The entries below need to be transcribed verbatim.
· · ·
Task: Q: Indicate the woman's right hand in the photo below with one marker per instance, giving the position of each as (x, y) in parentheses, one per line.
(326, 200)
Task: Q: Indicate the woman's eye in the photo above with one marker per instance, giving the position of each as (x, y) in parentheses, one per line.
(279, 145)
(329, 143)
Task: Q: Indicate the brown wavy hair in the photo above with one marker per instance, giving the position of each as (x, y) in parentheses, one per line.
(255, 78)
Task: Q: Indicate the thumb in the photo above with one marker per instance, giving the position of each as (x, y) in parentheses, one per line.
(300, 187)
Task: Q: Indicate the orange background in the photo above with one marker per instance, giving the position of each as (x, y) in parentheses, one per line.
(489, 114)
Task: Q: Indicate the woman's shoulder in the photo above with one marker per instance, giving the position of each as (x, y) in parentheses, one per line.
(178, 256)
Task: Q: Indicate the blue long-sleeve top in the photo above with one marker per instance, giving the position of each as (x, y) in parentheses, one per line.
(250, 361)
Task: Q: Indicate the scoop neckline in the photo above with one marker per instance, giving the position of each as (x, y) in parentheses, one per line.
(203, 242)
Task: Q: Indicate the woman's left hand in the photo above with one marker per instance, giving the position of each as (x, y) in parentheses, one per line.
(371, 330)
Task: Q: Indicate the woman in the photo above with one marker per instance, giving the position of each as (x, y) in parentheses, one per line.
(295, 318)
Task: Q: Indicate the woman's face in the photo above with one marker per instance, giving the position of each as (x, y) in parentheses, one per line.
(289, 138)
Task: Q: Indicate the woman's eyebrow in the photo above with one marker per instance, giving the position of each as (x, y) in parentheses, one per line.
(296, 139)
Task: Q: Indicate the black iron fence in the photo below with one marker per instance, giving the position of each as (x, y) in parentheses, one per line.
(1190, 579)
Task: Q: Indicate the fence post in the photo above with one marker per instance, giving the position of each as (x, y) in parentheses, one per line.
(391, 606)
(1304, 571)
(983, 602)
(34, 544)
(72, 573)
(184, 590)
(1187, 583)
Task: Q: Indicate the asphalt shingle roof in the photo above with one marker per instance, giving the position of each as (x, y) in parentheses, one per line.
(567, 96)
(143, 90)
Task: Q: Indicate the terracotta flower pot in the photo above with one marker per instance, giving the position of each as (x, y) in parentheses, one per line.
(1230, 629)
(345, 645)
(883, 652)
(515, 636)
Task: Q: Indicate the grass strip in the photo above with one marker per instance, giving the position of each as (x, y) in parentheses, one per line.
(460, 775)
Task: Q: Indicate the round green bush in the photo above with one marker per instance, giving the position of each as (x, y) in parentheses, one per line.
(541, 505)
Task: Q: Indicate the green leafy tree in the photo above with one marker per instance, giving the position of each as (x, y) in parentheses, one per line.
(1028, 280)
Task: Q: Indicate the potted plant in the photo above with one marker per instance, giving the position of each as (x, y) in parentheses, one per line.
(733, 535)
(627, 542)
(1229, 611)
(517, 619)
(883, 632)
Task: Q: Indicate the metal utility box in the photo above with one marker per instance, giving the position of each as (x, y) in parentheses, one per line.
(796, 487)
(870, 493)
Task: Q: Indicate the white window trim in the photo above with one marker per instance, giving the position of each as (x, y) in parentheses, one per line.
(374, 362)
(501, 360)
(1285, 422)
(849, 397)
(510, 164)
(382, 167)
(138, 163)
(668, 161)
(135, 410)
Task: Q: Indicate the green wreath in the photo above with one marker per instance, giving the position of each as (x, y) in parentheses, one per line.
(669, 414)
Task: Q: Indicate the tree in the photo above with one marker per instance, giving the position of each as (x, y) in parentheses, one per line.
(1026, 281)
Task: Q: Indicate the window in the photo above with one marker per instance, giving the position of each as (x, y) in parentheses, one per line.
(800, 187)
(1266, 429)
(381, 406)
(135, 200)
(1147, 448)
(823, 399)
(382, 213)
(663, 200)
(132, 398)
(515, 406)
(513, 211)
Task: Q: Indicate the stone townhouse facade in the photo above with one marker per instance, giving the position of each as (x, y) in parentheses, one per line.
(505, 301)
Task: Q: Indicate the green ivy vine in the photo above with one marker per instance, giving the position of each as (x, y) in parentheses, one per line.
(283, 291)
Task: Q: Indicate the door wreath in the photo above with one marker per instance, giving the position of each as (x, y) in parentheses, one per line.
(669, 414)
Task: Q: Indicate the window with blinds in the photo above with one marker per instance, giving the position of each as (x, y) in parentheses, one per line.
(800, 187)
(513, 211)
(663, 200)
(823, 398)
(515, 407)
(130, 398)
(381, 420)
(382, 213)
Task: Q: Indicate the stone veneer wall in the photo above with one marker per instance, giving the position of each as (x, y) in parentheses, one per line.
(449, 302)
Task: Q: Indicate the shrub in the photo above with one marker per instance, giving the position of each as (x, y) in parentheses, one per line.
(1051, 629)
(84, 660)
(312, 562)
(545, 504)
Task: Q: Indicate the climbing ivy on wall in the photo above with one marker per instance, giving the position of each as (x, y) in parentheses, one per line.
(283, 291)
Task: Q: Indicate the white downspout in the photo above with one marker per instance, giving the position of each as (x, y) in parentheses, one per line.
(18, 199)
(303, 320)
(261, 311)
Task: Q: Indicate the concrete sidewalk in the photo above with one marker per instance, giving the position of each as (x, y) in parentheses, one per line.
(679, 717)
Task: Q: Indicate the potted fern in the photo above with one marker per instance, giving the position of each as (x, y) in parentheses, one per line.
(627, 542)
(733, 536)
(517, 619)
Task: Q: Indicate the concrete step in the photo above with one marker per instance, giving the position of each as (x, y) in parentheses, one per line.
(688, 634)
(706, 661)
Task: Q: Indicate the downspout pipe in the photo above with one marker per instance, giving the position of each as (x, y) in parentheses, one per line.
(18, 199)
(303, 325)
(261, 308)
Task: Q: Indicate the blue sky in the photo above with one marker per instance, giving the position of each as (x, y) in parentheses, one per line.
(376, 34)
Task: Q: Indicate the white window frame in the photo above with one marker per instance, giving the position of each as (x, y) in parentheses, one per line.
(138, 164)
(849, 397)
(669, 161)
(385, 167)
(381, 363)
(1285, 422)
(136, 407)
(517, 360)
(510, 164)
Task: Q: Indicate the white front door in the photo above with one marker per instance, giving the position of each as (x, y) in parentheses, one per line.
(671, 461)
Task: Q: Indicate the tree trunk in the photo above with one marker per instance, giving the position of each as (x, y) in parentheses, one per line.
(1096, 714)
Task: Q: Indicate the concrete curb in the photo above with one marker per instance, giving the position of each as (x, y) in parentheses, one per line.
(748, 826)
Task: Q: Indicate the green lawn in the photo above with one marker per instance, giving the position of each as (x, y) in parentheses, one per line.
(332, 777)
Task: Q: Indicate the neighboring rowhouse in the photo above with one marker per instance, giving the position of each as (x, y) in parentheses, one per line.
· · ·
▸ Response
Task: Q: Indicate the woman's right hand in the photo below with one marker per instance, giving the position of each as (x, y) in parentheses, one per line.
(326, 200)
Task: Q: Indicate the woman's eye in the photo above with one marker per instance, giving the position of each as (x, y) in parentheses, one per line.
(279, 145)
(329, 143)
Task: Q: Indicate the brown wavy hair in the photo above with one marker per instance, giving the position of each as (x, y) in parentheses, one per line.
(255, 78)
Task: Q: Indicate the thumb in the photo above with one marker per instance, giving the position of each as (x, y) in parentheses, one per line.
(300, 187)
Task: Q: Indicate the orange background in the photo above with one marker per instance, giving the position of each as (x, y) in parentheses, one per line.
(489, 114)
Task: Q: Indicate the woman's shoulder in the photo above with one marker per instance, giving the position of each as (x, y) in parentheses, one per line.
(178, 256)
Task: Q: Indicate the blue long-sleeve top in the photo above with one marker per instance, giving the position of each as (x, y) in parentheses, one per line.
(250, 361)
Task: Q: Indicate the scoop neckline in the photo above with one marker per instance, giving the position of each as (x, y) in parentheses, one per line.
(203, 242)
Task: Q: Indicate the woman's left hand in the photo above with one marker per instance, giving the position of each as (x, y) in parentheses, one per line.
(371, 330)
Task: Q: Indicate the woman in the photo above with one marker per instance, giving the position of each as (x, y) in parentheses, one per line.
(295, 318)
Task: Q: Indicate the woman's face in the photo above with one marker per instance, giving the position of each as (x, y) in parentheses, one per line.
(289, 138)
Task: Q: Indicate the woman's eyebrow in the photo above with one marker per instance, giving the position of each as (x, y) in parentheses, one per line.
(296, 139)
Task: Q: Indicate the black iron fence in the photo below with one marker per instance, giving the position of each as (x, y) in parentheses, one per line.
(1190, 579)
Task: Q: Indicate the fence post in the photo above with one marker per instance, giving the position of each as (x, y) in parentheses, one per line.
(391, 606)
(1304, 571)
(983, 602)
(34, 544)
(72, 573)
(184, 590)
(1187, 583)
Task: Q: Indicate the asphalt shingle roof in the photo above with one marker per instance, giving the position of each as (x, y) in parentheses, one per line.
(567, 96)
(143, 90)
Task: Q: Indicate the terracotta flower pot in the photo above with one marker per instance, giving the position of each as (x, y) in parentheses, one per line.
(1230, 629)
(345, 645)
(883, 652)
(515, 636)
Task: Q: Indicate the grass strip in the photo above with one marker per instance, giving the position of each as (x, y) in parentheses, one per line.
(460, 775)
Task: Q: Indicate the round green bush in the photo above with one marker per instance, giving the position of each as (x, y) in parentheses, one per line.
(541, 505)
Task: Q: Indicate the green leafy tree in the photo above with one marker per instance, giving the position of each as (x, y) in parentheses, one per line.
(1028, 280)
Task: Q: Indicate the potted plant in the photo above with one marker per instance, giving the position of each as (x, y) in parentheses, one per line.
(733, 535)
(627, 542)
(1229, 611)
(517, 619)
(883, 632)
Task: Q: Indicate the metal utility box in the photo above with one marker per instance, giving the position of each as (x, y) in parentheses, one per line.
(796, 487)
(870, 493)
Task: Q: Indicate the white window trim in the photo above with one marker per instance, giving the position of each as (x, y) in parentheses, one per line.
(374, 362)
(501, 360)
(1285, 422)
(849, 397)
(510, 164)
(382, 167)
(138, 163)
(668, 161)
(135, 410)
Task: Q: Indicate the green wreath in the photo above with one marker per instance, giving the position of each as (x, y) in parentheses, one per line.
(669, 414)
Task: Q: Indicate the tree in the photo above with one marker per instance, giving the position of each as (x, y) in parentheses, one per line.
(1026, 281)
Task: Q: Indicate the window in the photo above with one marker per instance, giving the position of each as (x, y) in parentheses, one per line.
(800, 187)
(1266, 429)
(381, 406)
(135, 200)
(1147, 448)
(823, 399)
(382, 213)
(663, 200)
(132, 398)
(515, 406)
(513, 211)
Task: Q: Indicate the stone townhouse facade in the photo above with one marker per instance, giving the position of each as (x, y) in parentheses, one per line.
(505, 301)
Task: Q: Indicate the green ivy vine in the photo above with one marker per instance, giving the position of each as (x, y) in parentheses, one per line.
(283, 291)
Task: Q: Indicate the door wreath in the photo above with one marker per instance, giving the position of each as (x, y) in parentheses, one per line.
(669, 414)
Task: Q: Indicate the window with blinds in the photo above with one marker per instance, giving the position of each as (x, y) in parentheses, one per line.
(800, 187)
(513, 211)
(663, 200)
(823, 398)
(515, 407)
(130, 398)
(381, 420)
(382, 213)
Task: Q: Indicate the stone veneer wall in the photo above with one marker per instance, giving the position of each as (x, y) in parentheses, one per line.
(449, 302)
Task: Q: Indicate the shrub in the photo above with one marker per instance, giving the position of each as (x, y) in parentheses, one per line.
(1051, 629)
(84, 660)
(312, 562)
(545, 504)
Task: Q: Indicate the climbing ivy on wall in the photo above with one marker per instance, giving the position of each as (x, y) in parentheses, one per line.
(283, 291)
Task: Q: Indicate the white downspout in the photo above with one marker per instance, giving the position of each as (x, y) in parentheses, one per line.
(18, 199)
(303, 320)
(261, 311)
Task: Q: Indicate the concrete sidewalk in the photo above with one marker per instance, giving the position of each as (x, y) in parentheses, one per line.
(679, 717)
Task: Q: Indicate the potted fern in the photo above with one marker per instance, giving the position of each as (x, y) in parentheses, one per line.
(627, 542)
(733, 536)
(517, 619)
Task: Q: Indicate the concrete step in the photo above with one marker per instance, giving the position of each as (x, y) in parentheses, one per line.
(688, 634)
(706, 661)
Task: Q: Indicate the downspout pipe in the photo above with one marker per instance, giving the position of each as (x, y) in parentheses, one per line.
(18, 199)
(303, 325)
(261, 308)
Task: Q: Indicate the blue sky in the photo above with one marker per instance, giving the position of each as (x, y) in parentheses, one per line.
(376, 34)
Task: Q: Indicate the white window frame in the photo above with one marker per instance, giving the position of each as (x, y) in parentheses, one per line.
(138, 164)
(849, 397)
(669, 161)
(385, 167)
(381, 363)
(1285, 422)
(136, 407)
(517, 360)
(510, 164)
Task: Q: Indicate the white front door in the photo above with one marker per instance, giving the position of each as (x, y) in parentheses, one per line.
(671, 461)
Task: Q: Indicate the tree trunk in the photo above with one marker per instance, giving the position of each as (x, y) in parentheses, one per line.
(1096, 714)
Task: Q: Indicate the concrete curb in the photo above with one marker per instance, giving the position of each as (x, y) in parentheses, one per line.
(748, 826)
Task: Q: Indicate the green lawn in the photo above with one marker per instance, giving the position of each as (x, y) in parentheses, one per line.
(332, 777)
Task: Q: Indicate the neighboring rowhouse in the photo above with one marker per instance, giving the position of each as (x, y) in parentheses, one per line.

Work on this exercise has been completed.